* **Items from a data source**
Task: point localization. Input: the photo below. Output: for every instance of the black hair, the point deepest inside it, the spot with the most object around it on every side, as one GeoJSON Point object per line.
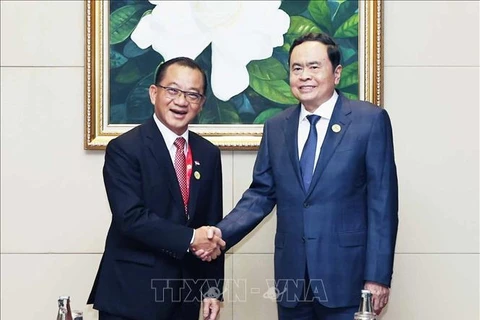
{"type": "Point", "coordinates": [181, 61]}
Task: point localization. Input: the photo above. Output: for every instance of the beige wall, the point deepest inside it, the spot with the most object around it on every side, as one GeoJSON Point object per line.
{"type": "Point", "coordinates": [54, 214]}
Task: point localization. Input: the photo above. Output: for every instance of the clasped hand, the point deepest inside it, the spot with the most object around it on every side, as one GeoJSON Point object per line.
{"type": "Point", "coordinates": [208, 243]}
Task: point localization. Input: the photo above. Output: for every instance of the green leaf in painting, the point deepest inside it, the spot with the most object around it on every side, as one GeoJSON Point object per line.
{"type": "Point", "coordinates": [349, 76]}
{"type": "Point", "coordinates": [138, 105]}
{"type": "Point", "coordinates": [320, 12]}
{"type": "Point", "coordinates": [294, 7]}
{"type": "Point", "coordinates": [350, 96]}
{"type": "Point", "coordinates": [347, 53]}
{"type": "Point", "coordinates": [348, 29]}
{"type": "Point", "coordinates": [123, 21]}
{"type": "Point", "coordinates": [267, 69]}
{"type": "Point", "coordinates": [265, 115]}
{"type": "Point", "coordinates": [116, 59]}
{"type": "Point", "coordinates": [129, 73]}
{"type": "Point", "coordinates": [227, 113]}
{"type": "Point", "coordinates": [345, 10]}
{"type": "Point", "coordinates": [275, 90]}
{"type": "Point", "coordinates": [298, 26]}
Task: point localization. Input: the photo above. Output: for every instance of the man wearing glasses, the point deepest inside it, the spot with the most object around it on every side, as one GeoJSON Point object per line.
{"type": "Point", "coordinates": [163, 183]}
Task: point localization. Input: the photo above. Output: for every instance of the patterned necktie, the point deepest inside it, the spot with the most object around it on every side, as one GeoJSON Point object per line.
{"type": "Point", "coordinates": [181, 168]}
{"type": "Point", "coordinates": [307, 159]}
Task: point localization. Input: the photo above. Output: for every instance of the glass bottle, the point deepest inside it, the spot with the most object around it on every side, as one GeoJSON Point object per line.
{"type": "Point", "coordinates": [365, 310]}
{"type": "Point", "coordinates": [64, 311]}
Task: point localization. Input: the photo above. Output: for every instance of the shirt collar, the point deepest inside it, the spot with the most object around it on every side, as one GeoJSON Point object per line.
{"type": "Point", "coordinates": [168, 135]}
{"type": "Point", "coordinates": [325, 110]}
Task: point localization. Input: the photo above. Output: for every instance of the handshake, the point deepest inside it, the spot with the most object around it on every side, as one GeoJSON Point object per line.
{"type": "Point", "coordinates": [207, 244]}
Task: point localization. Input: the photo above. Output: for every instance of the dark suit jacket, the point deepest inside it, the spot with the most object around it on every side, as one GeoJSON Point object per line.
{"type": "Point", "coordinates": [146, 255]}
{"type": "Point", "coordinates": [343, 229]}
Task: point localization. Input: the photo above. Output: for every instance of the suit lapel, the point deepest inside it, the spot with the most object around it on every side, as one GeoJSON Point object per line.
{"type": "Point", "coordinates": [341, 117]}
{"type": "Point", "coordinates": [162, 157]}
{"type": "Point", "coordinates": [291, 139]}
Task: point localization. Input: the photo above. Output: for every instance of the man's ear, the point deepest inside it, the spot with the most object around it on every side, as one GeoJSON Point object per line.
{"type": "Point", "coordinates": [153, 91]}
{"type": "Point", "coordinates": [337, 74]}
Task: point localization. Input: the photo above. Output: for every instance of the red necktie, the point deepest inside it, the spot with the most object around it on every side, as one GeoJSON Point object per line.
{"type": "Point", "coordinates": [181, 168]}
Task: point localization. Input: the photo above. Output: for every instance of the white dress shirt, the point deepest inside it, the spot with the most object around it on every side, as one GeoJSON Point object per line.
{"type": "Point", "coordinates": [325, 112]}
{"type": "Point", "coordinates": [169, 137]}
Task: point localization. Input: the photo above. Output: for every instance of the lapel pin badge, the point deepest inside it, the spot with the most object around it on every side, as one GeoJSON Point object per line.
{"type": "Point", "coordinates": [196, 174]}
{"type": "Point", "coordinates": [336, 128]}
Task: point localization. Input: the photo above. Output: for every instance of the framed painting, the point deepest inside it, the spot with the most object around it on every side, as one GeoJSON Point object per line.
{"type": "Point", "coordinates": [243, 47]}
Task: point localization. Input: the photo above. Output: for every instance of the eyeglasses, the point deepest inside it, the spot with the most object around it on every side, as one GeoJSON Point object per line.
{"type": "Point", "coordinates": [192, 97]}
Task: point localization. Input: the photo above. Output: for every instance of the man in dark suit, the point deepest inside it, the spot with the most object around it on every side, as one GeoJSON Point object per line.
{"type": "Point", "coordinates": [328, 165]}
{"type": "Point", "coordinates": [163, 183]}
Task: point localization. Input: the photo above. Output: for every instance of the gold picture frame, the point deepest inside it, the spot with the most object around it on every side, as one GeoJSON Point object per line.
{"type": "Point", "coordinates": [98, 132]}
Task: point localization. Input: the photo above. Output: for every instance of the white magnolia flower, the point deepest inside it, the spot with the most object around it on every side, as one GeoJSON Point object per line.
{"type": "Point", "coordinates": [240, 31]}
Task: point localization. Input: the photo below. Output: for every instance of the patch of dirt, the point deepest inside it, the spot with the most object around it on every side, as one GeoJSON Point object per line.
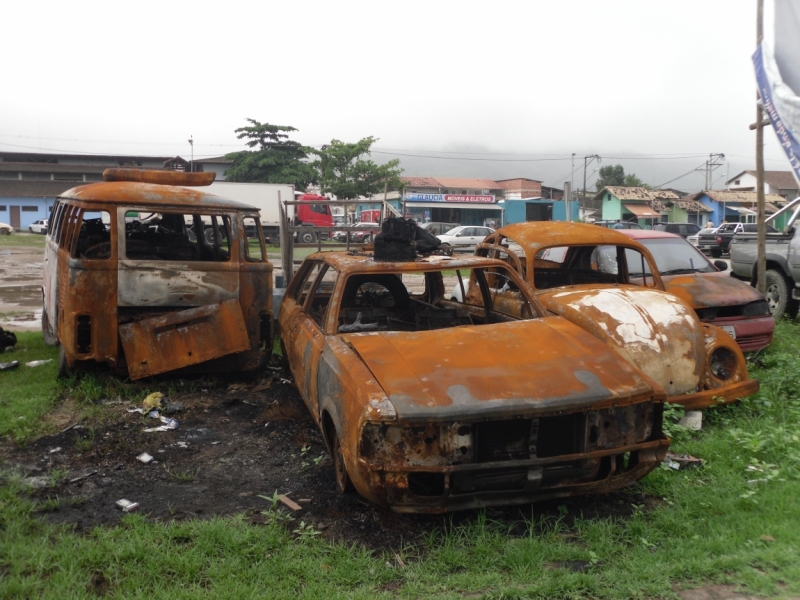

* **TO DO**
Copy every entry above exactly as it stands, but leave the pictures out.

* **WRITTEN SOLUTION**
Task: point localization. Input: the photo below. Output: for every instance of the black hair, the point deepest inside it, the spot with the most object around it on every side, as one GeoJSON Point object per line.
{"type": "Point", "coordinates": [181, 61]}
Task: point localization. Input: the photo above. Output: for every instance of the beige wall, the point deepest inside it, the spot with the most object around it on every side, as one GeoJSON Point object per line.
{"type": "Point", "coordinates": [54, 214]}
Task: point localization. Input: the photo above. Output: for every instance of the clasped hand, the point deepest inside it, the spot with the most object around it on every side, as one GeoJSON Point object per line.
{"type": "Point", "coordinates": [208, 243]}
Task: point localization. Input: the photo above. Output: for every instance of the green leaf in painting, the point deepest inside it, the spot with the most object around it on every side, as one GeoJSON Point object per line.
{"type": "Point", "coordinates": [349, 76]}
{"type": "Point", "coordinates": [138, 105]}
{"type": "Point", "coordinates": [320, 12]}
{"type": "Point", "coordinates": [294, 7]}
{"type": "Point", "coordinates": [350, 96]}
{"type": "Point", "coordinates": [347, 53]}
{"type": "Point", "coordinates": [348, 29]}
{"type": "Point", "coordinates": [123, 21]}
{"type": "Point", "coordinates": [267, 69]}
{"type": "Point", "coordinates": [265, 115]}
{"type": "Point", "coordinates": [116, 59]}
{"type": "Point", "coordinates": [129, 73]}
{"type": "Point", "coordinates": [227, 113]}
{"type": "Point", "coordinates": [345, 10]}
{"type": "Point", "coordinates": [275, 90]}
{"type": "Point", "coordinates": [298, 26]}
Task: point localization. Input: the photo above. Output: for every instance of the man wearing glasses, the point deepest inside it, the spot with the most object around it on every side, as one GeoJSON Point object per line.
{"type": "Point", "coordinates": [163, 183]}
Task: point localization. Input: the photo above. Output: for every instance of the patterned necktie, the point deepest inside it, the spot with the most object around it on every side, as one GeoJSON Point object per line.
{"type": "Point", "coordinates": [181, 168]}
{"type": "Point", "coordinates": [307, 159]}
Task: point localization. Input: the photo above. Output: for every instance of the glass bottle, the point deepest inside it, the spot with the most object around it on every side, as one GeoJSON Point object per line.
{"type": "Point", "coordinates": [365, 310]}
{"type": "Point", "coordinates": [64, 311]}
Task: point localization. Input: the photo above. Output: for every instance of the shirt collar, the point deepest inside it, the spot with the most object around it on every side, as one GeoJSON Point object per line.
{"type": "Point", "coordinates": [168, 135]}
{"type": "Point", "coordinates": [325, 110]}
Task: point localization. Input: the photo above. Output: for every instance of the handshake, the point deepest inside it, the spot with the most object around it on every side, as one GeoJSON Point object per line.
{"type": "Point", "coordinates": [207, 244]}
Task: point localization. Input: the photo above. Output: for every instance of the dark suit jacket, the point deepest inside it, the spot with the most object around it on every side, as one GeoJSON Point object per line.
{"type": "Point", "coordinates": [146, 255]}
{"type": "Point", "coordinates": [343, 229]}
Task: point localization. Input: the photo above. Output: for every instance of the suit lapel, the point deepest inside it, the spot with the most object around it on every side, as one GeoJSON Point object per line.
{"type": "Point", "coordinates": [341, 117]}
{"type": "Point", "coordinates": [162, 157]}
{"type": "Point", "coordinates": [291, 139]}
Task: point localization. Input: the photo above. Output: for every instance of the man's ear, the point deepest inside it, the spot with the most object around it on every side, as one GeoJSON Point object per line.
{"type": "Point", "coordinates": [153, 91]}
{"type": "Point", "coordinates": [337, 74]}
Task: point localization. Input: the photo above. Output: for every instance of the red necktie, the point deepest inside it, the spot with the most object around it on every side, as one GeoJSON Point object per line.
{"type": "Point", "coordinates": [181, 168]}
Task: point localization. Input: the photo above. Output: for every instance of the white dress shirt, the point deepest inside it, the spot with the most object around it on every side, as one GeoJSON Point object per line.
{"type": "Point", "coordinates": [325, 112]}
{"type": "Point", "coordinates": [169, 137]}
Task: point localization. Input: the photo above. Output: for every instance of the lapel pin badge, the point deepest inside it, the spot with the most object around it on every side, as one GeoJSON Point object per line.
{"type": "Point", "coordinates": [196, 174]}
{"type": "Point", "coordinates": [336, 128]}
Task: point localization. Input: the photo above. Output: for every instance of the framed painting, the point deepest inside it, the spot with the most object around it on every side, as one GeoJSON Point object per line.
{"type": "Point", "coordinates": [243, 47]}
Task: point localization. Input: the photo above. Output: for every instance of the eyeglasses, the point deepest inside it, the spot with the most object around it on every side, as one GeoJSON Point object per line.
{"type": "Point", "coordinates": [192, 97]}
Task: point localization. Input: the photo above. Output: for every instance of the man in dark suit, the point deepest inside it, the spot with the most object around it on every side, as one GeoJSON Point object per line.
{"type": "Point", "coordinates": [328, 165]}
{"type": "Point", "coordinates": [163, 183]}
Task: point localization. Input: the photo above. Output: for every instance of the gold picture frame, the point deepest inside it, the spot with the most object around it on every side, as one GeoJSON Point object per line.
{"type": "Point", "coordinates": [98, 132]}
Task: point localization. Input: the photo above. Output: for every instance of the white magnolia flower, the point deepest inside it, the spot with the most object around it on every side, as one GeoJSON Point object per line.
{"type": "Point", "coordinates": [240, 31]}
Task: point localization. Input: the photo below. Output: for every instance of the patch of dirt, the point deepest inside it, the spot with the most object around it on every side, as one GeoJSON Point object per line.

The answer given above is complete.